● The records
=== Section Start ===

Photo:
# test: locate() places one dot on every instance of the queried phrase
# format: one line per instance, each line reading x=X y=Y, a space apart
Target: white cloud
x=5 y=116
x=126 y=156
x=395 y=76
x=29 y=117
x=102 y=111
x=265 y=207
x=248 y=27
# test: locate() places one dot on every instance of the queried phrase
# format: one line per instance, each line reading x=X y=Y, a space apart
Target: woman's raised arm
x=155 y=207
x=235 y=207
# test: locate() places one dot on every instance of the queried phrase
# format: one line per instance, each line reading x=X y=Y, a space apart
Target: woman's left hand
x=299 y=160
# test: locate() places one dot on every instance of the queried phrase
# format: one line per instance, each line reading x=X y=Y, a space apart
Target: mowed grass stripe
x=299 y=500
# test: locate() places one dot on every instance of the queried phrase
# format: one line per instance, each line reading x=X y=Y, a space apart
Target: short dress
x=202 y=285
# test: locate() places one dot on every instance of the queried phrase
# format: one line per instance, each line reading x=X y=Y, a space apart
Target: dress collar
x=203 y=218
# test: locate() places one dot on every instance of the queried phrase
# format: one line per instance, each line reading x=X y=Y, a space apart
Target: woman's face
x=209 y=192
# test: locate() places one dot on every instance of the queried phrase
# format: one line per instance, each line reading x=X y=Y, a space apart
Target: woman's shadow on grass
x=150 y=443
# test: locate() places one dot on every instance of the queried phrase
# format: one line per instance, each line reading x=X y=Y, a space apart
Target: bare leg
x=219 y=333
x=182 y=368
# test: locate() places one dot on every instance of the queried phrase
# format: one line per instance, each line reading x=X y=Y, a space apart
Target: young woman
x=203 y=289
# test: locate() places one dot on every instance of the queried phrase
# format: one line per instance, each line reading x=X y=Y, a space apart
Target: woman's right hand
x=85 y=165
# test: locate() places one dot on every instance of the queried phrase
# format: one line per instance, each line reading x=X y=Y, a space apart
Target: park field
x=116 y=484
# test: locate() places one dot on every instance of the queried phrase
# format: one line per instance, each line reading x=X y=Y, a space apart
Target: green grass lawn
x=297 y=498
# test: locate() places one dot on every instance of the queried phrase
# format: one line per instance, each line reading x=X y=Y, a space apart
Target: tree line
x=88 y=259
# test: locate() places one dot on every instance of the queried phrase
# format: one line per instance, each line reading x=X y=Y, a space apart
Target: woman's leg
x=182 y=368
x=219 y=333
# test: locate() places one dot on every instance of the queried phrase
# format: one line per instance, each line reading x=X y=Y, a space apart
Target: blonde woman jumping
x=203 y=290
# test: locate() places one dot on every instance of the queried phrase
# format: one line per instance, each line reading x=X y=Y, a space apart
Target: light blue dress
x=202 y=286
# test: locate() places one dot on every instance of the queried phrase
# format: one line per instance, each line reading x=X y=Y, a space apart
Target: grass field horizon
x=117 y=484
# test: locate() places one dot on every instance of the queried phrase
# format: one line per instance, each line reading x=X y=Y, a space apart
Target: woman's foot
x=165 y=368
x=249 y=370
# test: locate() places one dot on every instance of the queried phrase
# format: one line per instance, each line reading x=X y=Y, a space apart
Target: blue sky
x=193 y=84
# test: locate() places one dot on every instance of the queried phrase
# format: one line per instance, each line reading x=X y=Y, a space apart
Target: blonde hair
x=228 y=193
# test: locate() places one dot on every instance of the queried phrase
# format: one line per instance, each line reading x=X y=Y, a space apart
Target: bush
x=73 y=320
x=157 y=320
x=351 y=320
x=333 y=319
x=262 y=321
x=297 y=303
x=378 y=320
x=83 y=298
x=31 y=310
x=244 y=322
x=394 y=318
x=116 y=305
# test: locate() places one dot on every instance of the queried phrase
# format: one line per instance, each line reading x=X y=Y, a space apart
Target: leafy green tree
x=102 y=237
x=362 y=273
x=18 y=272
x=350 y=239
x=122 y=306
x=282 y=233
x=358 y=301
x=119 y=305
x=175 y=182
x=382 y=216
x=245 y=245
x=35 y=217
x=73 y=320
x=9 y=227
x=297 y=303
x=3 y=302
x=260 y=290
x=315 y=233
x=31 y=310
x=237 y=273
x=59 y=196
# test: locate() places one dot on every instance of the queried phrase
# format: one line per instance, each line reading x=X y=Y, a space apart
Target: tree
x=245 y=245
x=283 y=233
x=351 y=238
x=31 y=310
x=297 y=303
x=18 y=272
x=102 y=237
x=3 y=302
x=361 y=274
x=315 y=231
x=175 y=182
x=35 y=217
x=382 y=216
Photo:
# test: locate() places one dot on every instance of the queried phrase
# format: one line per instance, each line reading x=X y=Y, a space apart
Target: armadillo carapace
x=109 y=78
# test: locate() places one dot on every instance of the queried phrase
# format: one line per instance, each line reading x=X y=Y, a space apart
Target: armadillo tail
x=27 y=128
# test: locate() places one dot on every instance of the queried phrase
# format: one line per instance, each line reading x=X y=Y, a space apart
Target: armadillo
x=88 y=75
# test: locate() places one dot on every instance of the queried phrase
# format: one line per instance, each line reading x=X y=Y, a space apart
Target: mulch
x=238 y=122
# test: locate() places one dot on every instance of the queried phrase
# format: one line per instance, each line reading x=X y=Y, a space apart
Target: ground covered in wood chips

=== Section End ===

● How to complete this task
All records are to be retyped precisely.

● Response to this exercise
Photo:
# test: locate() places one dot on every instance of the queried phrase
# format: one line per instance, each line reading x=X y=Y, a space apart
Target: white cloud
x=5 y=116
x=126 y=156
x=395 y=76
x=29 y=117
x=102 y=111
x=265 y=207
x=248 y=27
# test: locate() places one dot on every instance of the queried phrase
# format: one line per instance, each line reading x=X y=Y, a space apart
Target: woman's raised arm
x=155 y=207
x=235 y=207
# test: locate() places one dot on every instance of the queried phrase
# format: one line per instance, each line reading x=X y=Y, a space apart
Target: woman's left hand
x=299 y=160
# test: locate() places one dot on every instance of the queried phrase
# format: one line per instance, each line reading x=X y=Y, a space apart
Target: mowed grass stripe
x=299 y=500
# test: locate() places one dot on every instance of the queried phrase
# format: one line per instance, each line reading x=X y=Y, a space apart
Target: short dress
x=202 y=285
# test: locate() places one dot on every instance of the queried phrase
# format: one line per instance, each line reading x=X y=Y, a space apart
Target: dress collar
x=203 y=218
# test: locate() places one dot on every instance of the queried phrase
# format: one line per instance, each line reading x=X y=Y, a space apart
Target: woman's face
x=209 y=192
# test: locate() places one dot on every instance of the queried phrase
# format: one line per instance, each line reading x=X y=Y, a space apart
Target: woman's shadow on grass
x=150 y=443
# test: locate() places one dot on every instance of the queried phrase
# format: one line per instance, each line reading x=X y=Y, a space apart
Target: bare leg
x=219 y=333
x=182 y=368
# test: locate() places one dot on every instance of the queried phrase
# format: one line per instance, each line reading x=X y=Y, a space apart
Target: young woman
x=203 y=289
# test: locate() places one dot on every instance of the queried phrase
# format: one line per instance, each line reading x=X y=Y, a space apart
Target: woman's right hand
x=85 y=165
# test: locate() places one dot on every instance of the queried phrase
# format: one line per instance, each line reading x=X y=Y, a space apart
Target: park field
x=116 y=484
# test: locate() places one dot on every instance of the queried phrase
# format: one line per instance, each line reading x=X y=Y, a space apart
Target: green grass lawn
x=297 y=498
# test: locate() places one dot on every instance of the queried phrase
# format: one line per instance, each line reading x=X y=Y, a space apart
Target: tree line
x=88 y=259
# test: locate() places one dot on every instance of the queried phrase
# format: one line per instance, each line reading x=X y=Y, a space apart
Target: woman's leg
x=182 y=368
x=219 y=333
# test: locate() places one dot on every instance of the queried phrase
# format: one line per instance, each line reading x=X y=Y, a space apart
Target: blonde woman jumping
x=203 y=290
# test: locate() places one dot on every instance of the queried phrase
# format: one line per instance, each line reading x=X y=Y, a space apart
Target: light blue dress
x=202 y=286
# test: locate() places one dot on every instance of the queried phrase
# format: one line per instance, each line reading x=X y=Y, a space apart
Target: grass field horizon
x=117 y=484
# test: locate() places one dot on every instance of the queried phrase
# format: one line per instance, each line reading x=X y=Y, a space apart
Target: woman's foot
x=165 y=368
x=249 y=370
# test: locate() places one dot on every instance of the queried phrase
# format: one line per instance, each line reading x=X y=Y, a space apart
Target: blue sky
x=193 y=84
# test: locate() places one dot on every instance of the queried phrase
# format: one line per instance, each line reading x=X y=Y, a space apart
Target: blonde hair
x=228 y=193
# test: locate() places one dot on every instance of the queried phrase
# format: one line per instance, each line reading x=X y=Y, a space apart
Target: bush
x=73 y=320
x=157 y=320
x=351 y=320
x=333 y=319
x=262 y=321
x=297 y=303
x=378 y=320
x=83 y=298
x=31 y=310
x=244 y=322
x=394 y=318
x=116 y=305
# test: locate() places one dot on every instance of the queried phrase
# format: one line per instance, each line reading x=X y=Y, a space apart
Target: leafy green tree
x=102 y=237
x=362 y=273
x=18 y=272
x=350 y=239
x=122 y=306
x=282 y=233
x=358 y=301
x=119 y=305
x=175 y=182
x=382 y=216
x=245 y=245
x=35 y=217
x=73 y=320
x=9 y=227
x=297 y=303
x=3 y=302
x=260 y=290
x=315 y=233
x=31 y=310
x=237 y=273
x=59 y=196
# test: locate() places one dot on every instance of the queried phrase
# format: one line per instance, each line reading x=X y=Y, a space apart
Target: tree
x=245 y=245
x=283 y=233
x=351 y=238
x=31 y=310
x=297 y=303
x=18 y=272
x=102 y=237
x=3 y=302
x=361 y=274
x=315 y=231
x=175 y=182
x=35 y=217
x=382 y=216
Photo:
# test: locate() places one dot on every instance of the queried phrase
# format: one line per instance, each line reading x=X y=Y, a space apart
Target: armadillo carapace
x=109 y=78
# test: locate() places one dot on every instance of the queried phrase
# format: one line per instance, each line reading x=X y=Y, a space apart
Target: armadillo tail
x=27 y=128
# test: locate() places one dot on every instance of the queried phrase
# format: one line per instance, each line reading x=X y=Y, a space apart
Target: armadillo
x=88 y=75
# test: locate() places one dot on every instance of the queried phrase
# format: one line per instance, each line reading x=X y=Y, a space apart
Target: mulch
x=238 y=122
# test: locate() places one dot on every instance of the queried phrase
# format: one line per instance, each line reading x=X y=Y, a space apart
Target: ground covered in wood chips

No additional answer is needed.